++++ TEXTE RETENU ++++
Essai de la semaine : Comment l’argent est devenu asocial

Une sociologie de la richesse comme arme de destruction massive de l’État, par Michel Pinçon et Monique Pinçon-Charlot.

Pauline Graulle  • 6 septembre 2012 abonné·es

On ne présente plus les Pinçon-Charlot, ce couple de sociologues qui, après vingt-cinq ans d’immersion dans les alcôves feutrées des élites françaises, sont devenus les spécialistes incontestés de la grande bourgeoisie. Après leurs recherches sur les beaux quartiers de l’Est parisien ( les Ghettos du gotha, Seuil, 2007) et leur analyse énervée des liens unissant le « Président des riches » – Sarkozy – et les milieux d’affaires (La Découverte, 2010), les voilà remis en selle. Cette fois dans un mince ouvrage de conversation avec l’anthropologue Régis Meyran, ayant pour thème la mère de tous les maux : l’argent. Pas l’argent en soi, mais ce qui en est fait, autrement dit l’argent comme « résultat d’un ensemble de constructions sociales et de rapports de force entre les différents groupes sociaux ». Les nouvelles technologies et la dérégulation des marchés financiers l’ont rendu virtuel et de plus en plus impalpable, au point qu’il est devenu « véritablement asocial, alors que sa seule fonction devait être sociale ».
++++ DONNÉES EXTRAITES ++++
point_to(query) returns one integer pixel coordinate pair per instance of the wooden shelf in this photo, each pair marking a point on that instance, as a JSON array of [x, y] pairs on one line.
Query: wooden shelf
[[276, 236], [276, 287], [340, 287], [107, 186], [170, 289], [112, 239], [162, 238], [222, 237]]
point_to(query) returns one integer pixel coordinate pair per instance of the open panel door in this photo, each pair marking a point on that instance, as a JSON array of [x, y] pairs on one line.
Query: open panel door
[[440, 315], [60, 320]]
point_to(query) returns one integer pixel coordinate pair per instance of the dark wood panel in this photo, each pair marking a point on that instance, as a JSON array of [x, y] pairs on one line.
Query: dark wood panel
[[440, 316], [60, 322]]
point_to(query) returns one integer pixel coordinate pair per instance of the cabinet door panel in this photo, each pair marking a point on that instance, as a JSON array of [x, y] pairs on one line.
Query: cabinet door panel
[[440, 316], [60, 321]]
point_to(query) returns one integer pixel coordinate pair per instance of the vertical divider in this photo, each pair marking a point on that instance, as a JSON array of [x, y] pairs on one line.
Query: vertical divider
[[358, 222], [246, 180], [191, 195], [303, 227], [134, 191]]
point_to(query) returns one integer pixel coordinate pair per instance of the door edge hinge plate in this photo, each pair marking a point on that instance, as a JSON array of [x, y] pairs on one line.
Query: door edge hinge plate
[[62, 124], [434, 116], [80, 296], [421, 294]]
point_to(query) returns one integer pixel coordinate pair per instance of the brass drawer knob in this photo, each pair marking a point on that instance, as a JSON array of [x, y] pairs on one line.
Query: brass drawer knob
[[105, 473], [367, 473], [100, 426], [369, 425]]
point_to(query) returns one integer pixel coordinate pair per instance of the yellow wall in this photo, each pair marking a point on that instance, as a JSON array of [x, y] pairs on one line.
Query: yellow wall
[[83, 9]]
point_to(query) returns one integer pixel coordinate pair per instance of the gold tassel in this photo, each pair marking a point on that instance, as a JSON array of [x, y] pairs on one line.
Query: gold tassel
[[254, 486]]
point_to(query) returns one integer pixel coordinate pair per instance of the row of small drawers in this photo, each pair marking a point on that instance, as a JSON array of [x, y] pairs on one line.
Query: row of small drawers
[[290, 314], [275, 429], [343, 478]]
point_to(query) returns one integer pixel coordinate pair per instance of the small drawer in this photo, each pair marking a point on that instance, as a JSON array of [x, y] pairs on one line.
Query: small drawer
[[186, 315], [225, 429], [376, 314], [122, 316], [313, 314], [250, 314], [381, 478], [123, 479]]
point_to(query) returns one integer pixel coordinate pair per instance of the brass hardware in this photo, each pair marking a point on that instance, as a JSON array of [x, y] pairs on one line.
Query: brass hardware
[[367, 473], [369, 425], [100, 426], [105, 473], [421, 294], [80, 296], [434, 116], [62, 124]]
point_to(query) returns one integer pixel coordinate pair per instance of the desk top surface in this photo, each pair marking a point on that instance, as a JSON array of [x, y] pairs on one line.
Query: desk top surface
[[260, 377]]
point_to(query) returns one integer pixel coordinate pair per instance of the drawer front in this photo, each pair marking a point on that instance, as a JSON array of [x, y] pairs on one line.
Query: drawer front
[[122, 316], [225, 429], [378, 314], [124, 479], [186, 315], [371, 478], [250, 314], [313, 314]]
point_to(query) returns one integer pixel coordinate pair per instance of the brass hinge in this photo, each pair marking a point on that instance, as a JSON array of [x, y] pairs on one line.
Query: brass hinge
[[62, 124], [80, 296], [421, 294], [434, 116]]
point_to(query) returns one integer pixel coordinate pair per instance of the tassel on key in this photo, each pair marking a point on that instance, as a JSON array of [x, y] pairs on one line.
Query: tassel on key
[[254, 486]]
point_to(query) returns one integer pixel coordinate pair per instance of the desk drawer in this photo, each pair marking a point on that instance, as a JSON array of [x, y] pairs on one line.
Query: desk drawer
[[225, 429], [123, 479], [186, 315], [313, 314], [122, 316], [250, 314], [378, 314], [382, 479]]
++++
• [CONSIGNE A]: Pour chacun des énoncés suivants, indiquez par oui ou par non s’il concorde avec le texte retenu, en citant à l’identique les mots du texte qui tranchent : (i) les Pinçon-Charlot ont passé vingt-cinq ans immergés parmi les élites françaises ; (ii) l’ouvrage est une conversation avec un historien ; (iii) l’argent devait n’avoir qu’une fonction sociale.
• [CONSIGNE B]: Relevez toutes les personnes que le texte retenu désigne par leur nom propre.
Les données n’interviennent en rien ici.

• [CORRIGÉ A]:
(i) Oui : « après vingt-cinq ans d’immersion dans les alcôves feutrées des élites françaises ».
(ii) Non : « un mince ouvrage de conversation avec l’anthropologue Régis Meyran ».
(iii) Oui : « alors que sa seule fonction devait être sociale ».

• [CORRIGÉ B]:
- Michel Pinçon
- Monique Pinçon-Charlot
- Pauline Graulle
- Sarkozy
- Régis Meyran